**Stored data**
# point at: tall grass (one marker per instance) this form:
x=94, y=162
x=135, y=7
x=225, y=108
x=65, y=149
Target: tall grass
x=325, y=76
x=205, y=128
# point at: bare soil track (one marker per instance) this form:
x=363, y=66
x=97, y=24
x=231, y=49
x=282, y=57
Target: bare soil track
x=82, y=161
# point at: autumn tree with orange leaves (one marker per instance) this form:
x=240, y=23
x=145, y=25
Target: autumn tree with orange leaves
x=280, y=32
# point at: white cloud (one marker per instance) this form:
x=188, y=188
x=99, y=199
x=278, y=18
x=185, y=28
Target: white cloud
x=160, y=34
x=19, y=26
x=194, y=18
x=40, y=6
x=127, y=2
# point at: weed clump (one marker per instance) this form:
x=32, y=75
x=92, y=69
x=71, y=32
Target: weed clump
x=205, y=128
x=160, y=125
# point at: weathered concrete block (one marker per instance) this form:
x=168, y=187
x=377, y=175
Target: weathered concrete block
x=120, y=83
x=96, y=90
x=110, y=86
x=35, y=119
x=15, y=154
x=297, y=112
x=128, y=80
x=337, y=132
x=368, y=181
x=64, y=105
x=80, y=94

**Direction**
Extract all the entries word for word.

**Answer for this exercise**
# point at: tall grass (one marker per instance) this form:
x=94, y=162
x=135, y=7
x=225, y=108
x=65, y=149
Target: tall grass
x=325, y=76
x=205, y=128
# point at: bare soil track (one marker per instance) this form:
x=363, y=66
x=97, y=24
x=231, y=49
x=282, y=57
Target: bare soil track
x=82, y=161
# point at: autumn tree with orange leaves (one marker per instance) this form:
x=240, y=23
x=145, y=25
Target: autumn tree with orange leaves
x=280, y=32
# point at: white cloud (one marker per instance) this form:
x=188, y=188
x=99, y=199
x=278, y=18
x=185, y=28
Target: white cloud
x=160, y=34
x=19, y=26
x=194, y=18
x=40, y=6
x=127, y=2
# point at: weed clump (one marker per instance) this form:
x=32, y=75
x=92, y=69
x=71, y=32
Target: weed clump
x=205, y=128
x=160, y=125
# point at: weathered concrete block (one marker per instance) this form:
x=168, y=187
x=377, y=175
Target: weathered concrete block
x=120, y=83
x=96, y=90
x=110, y=86
x=35, y=119
x=15, y=154
x=297, y=112
x=128, y=80
x=337, y=132
x=368, y=181
x=64, y=105
x=80, y=94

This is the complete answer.